**What is needed:**
Could you restate all of the entries, word for word?

-- Opening Marker --

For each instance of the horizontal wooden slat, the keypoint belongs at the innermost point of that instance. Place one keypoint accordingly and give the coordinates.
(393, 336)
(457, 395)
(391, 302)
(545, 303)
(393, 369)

-- Closing Marker --

**Finished exercise:**
For each instance of the horizontal wooden slat, the keypoint belongs at the innermost point of that instance. Place one keypoint accordingly and give the coordinates.
(393, 336)
(457, 395)
(391, 302)
(545, 303)
(393, 369)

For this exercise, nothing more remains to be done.